**Tugas Anda**
**A)** Tentukan apakah setiap pernyataan berikut sesuai dengan teks tentang ulama KUPI Muda. Jawab ya atau tidak, lalu kutip kata-kata teks yang menentukannya: (i) Al-Ghazali menganggap tindakan yang berdampak positif bagi individu lebih utama daripada tindakan yang berdampak positif secara luas. (ii) Prinsip yang dipegang masyarakat pesantren dan NU mengantarkan pelakunya untuk bersikap moderat. (iii) Manar al-bilad berarti pilar umat.
**B)** Menurut teks tentang ulama KUPI Muda, apa yang dimaksud dengan prinsip taawun?

Sedangkan dalam hadis, Rasulullah SAW menyebut ulama sebagai pewaris para nabi. Ada banyak predikat yang ulama sandang, di antaranya siraj al-ummah (lampu masyarakat), manar al-bilad (mercusuar negara), qiwan al-ummah (pilar umat), dan manabi’al-hikam (sumber-sumber kebijaksanaan).

Membangun peradaban sesuai perkembangan zaman

Jaringan ulama KUPI Muda memiliki tanggung jawab untuk terus membangun peradaban sesuai perkembangan zaman. Ia tidak kolot dan saklek, kemajuan umat mesti berlandaskan pada fleksibilitas pada kebudayaan, perubahan tuntutan hidup, maupun perkembangan teknologi.

Masyarakat pesantren dan Nahdlatul Ulama (NU) menetapkan kerja-kerja peradaban ini melalui prinsip al-muhafadhah ‘alal qadim al-shalih wal akhdzu bil jadidil ashlah (memelihara yang lama yang masih baik dan mengambil yang baru yang lebih baik). Selain bisa menyesuaikan dengan perkembangan zaman, idiom tersebut juga mengantarkan para pelakunya untuk bisa bersikap tawasuth (moderat) dalam menghadapi segenap persoalan yang terjadi di masyarakat.

Advokasi bagi mereka yang terpinggirkan

Islam bukanlah sebuah tradisi monolitik yang mewajibkankan kepatuhan buta terhadap satu versi interpretasi. Terlebih pada pemahaman keagamaan yang mempromosikan kekerasan dan mereduksi praktiknya menjadi sekadar formalitas belaka.

Berlawanan dengan asumsi itu, ajaran Islam sebenarnya terdiri dari ragam paradigma yang tak terpisahkan dari konteks pembentukannya. Namun, secara pemahaman lebih utuh dan menyeluruh, ajaran Islam justru mendorong pada perjuangan pembebasan, terutama bagi masyarakat marjinal dan terpinggirkan.

Abu Hamid al-Ghazali dalam Ihya Ulum al-Din mengelaborasi pandangannya tentang keadilan yang bersifat sosial. Imam al-Ghazali memprioritaskan diskursusnya untuk menelaah tindakan-tindakan yang berdampak sosial tinggi atau muta’addi. Dalam hal ini, tindakan-tindakan yang berdampak positif secara luas kita katakan jauh lebih utama ketimbang tindakan-tindakan yang berdampak positif bagi individu.

Konsepsi keadilan al-Ghazali menitikberatkan pada perwujudan kesejahteraan sosial sebagai bentuk tertinggi dari keadilan dalam Islam. Dengan demikian, ekspresi keimanan dan keislaman terkait erat dengan tercapainya pembebasan bagi semua orang.

Bergerak, berkarya, berkolaborasi

Ajaran Islam mengenalkan prinsip taawun alias semangat saling tolong-menolong untuk mencapai sebuah kebaikan.

**Cuplikan Data**
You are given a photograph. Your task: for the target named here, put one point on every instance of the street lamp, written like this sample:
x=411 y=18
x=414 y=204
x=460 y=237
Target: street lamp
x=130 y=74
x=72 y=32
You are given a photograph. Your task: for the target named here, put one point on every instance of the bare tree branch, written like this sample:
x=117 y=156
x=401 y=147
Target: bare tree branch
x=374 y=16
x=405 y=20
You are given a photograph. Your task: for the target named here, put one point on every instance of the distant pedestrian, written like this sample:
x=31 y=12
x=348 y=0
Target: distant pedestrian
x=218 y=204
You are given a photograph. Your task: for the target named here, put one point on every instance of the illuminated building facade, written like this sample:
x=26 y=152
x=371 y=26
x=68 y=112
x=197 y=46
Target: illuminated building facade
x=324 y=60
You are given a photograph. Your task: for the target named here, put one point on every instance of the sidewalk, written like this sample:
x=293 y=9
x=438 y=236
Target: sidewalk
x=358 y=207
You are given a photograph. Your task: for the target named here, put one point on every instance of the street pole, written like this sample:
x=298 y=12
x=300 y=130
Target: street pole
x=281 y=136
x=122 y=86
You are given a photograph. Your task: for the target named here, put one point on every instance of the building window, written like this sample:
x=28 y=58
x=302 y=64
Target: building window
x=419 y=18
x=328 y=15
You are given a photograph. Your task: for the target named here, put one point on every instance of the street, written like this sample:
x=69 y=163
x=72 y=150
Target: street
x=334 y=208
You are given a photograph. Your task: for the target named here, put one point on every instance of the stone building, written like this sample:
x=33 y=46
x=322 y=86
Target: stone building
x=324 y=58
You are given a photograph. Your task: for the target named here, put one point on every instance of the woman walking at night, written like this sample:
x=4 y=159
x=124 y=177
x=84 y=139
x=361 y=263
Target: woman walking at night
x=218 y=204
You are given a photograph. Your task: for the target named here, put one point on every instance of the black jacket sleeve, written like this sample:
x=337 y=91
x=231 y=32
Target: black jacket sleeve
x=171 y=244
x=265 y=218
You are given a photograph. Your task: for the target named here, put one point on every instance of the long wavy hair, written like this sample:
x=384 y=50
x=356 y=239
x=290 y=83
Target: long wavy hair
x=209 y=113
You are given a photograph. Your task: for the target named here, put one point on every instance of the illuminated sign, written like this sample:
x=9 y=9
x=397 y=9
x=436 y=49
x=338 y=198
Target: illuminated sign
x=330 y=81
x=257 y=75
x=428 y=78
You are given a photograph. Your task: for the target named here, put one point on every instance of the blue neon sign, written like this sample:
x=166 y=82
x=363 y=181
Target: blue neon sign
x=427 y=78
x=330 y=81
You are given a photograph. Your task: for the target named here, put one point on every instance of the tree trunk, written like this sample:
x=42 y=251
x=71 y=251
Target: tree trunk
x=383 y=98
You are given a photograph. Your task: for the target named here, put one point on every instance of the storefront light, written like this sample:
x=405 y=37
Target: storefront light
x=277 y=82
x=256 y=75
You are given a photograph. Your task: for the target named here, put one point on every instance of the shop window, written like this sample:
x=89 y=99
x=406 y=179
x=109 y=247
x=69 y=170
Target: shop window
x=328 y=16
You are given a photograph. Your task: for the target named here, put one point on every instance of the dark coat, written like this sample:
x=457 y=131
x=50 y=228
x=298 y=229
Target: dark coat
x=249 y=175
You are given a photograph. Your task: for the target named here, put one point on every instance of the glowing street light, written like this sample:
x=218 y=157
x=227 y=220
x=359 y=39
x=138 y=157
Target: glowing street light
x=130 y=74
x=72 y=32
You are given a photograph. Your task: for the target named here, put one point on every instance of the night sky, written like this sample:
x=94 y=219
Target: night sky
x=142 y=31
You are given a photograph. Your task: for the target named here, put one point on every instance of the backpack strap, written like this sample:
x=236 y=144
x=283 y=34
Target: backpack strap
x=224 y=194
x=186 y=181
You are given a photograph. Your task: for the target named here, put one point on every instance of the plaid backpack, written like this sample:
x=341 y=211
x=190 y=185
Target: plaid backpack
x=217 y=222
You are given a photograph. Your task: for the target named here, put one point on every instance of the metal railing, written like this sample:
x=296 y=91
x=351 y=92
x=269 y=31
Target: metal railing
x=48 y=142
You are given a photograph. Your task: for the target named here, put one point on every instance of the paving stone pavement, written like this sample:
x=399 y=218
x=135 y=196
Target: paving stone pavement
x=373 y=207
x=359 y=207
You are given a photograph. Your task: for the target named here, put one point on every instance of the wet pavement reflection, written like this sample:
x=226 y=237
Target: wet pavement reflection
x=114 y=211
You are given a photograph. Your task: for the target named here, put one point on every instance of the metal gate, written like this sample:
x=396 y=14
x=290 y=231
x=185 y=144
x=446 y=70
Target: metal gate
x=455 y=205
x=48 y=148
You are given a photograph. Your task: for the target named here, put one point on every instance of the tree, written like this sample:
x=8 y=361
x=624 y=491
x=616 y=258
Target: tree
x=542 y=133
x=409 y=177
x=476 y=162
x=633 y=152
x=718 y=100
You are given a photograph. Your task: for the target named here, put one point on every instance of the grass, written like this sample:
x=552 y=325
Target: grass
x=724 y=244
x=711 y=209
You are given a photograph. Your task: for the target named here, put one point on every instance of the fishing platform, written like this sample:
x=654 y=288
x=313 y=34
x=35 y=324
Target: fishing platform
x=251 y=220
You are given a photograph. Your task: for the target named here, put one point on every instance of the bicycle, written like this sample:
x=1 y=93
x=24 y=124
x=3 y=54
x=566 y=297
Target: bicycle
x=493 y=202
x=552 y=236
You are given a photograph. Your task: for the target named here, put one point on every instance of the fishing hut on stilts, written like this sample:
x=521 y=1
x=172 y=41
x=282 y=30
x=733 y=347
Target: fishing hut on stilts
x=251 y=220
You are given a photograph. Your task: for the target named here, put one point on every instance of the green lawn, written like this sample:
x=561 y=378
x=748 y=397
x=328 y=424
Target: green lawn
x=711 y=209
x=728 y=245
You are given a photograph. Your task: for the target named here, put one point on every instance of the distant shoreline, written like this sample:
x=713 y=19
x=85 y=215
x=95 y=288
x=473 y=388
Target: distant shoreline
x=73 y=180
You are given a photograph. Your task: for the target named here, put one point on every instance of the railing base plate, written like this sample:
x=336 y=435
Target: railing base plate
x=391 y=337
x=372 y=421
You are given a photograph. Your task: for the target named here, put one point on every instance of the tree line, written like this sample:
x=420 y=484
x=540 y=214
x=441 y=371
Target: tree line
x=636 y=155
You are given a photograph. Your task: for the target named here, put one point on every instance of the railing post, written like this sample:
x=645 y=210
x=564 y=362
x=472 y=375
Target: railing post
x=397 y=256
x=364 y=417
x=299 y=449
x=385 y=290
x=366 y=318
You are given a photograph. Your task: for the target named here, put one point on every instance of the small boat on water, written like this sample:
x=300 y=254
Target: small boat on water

**Jawaban Berurutan**
**A)**
(i) Tidak. "tindakan-tindakan yang berdampak positif secara luas kita katakan jauh lebih utama ketimbang tindakan-tindakan yang berdampak positif bagi individu"
(ii) Ya. "idiom tersebut juga mengantarkan para pelakunya untuk bisa bersikap tawasuth (moderat)"
(iii) Tidak. "manar al-bilad (mercusuar negara)"

**B)** Taawun adalah semangat saling tolong-menolong untuk mencapai sebuah kebaikan.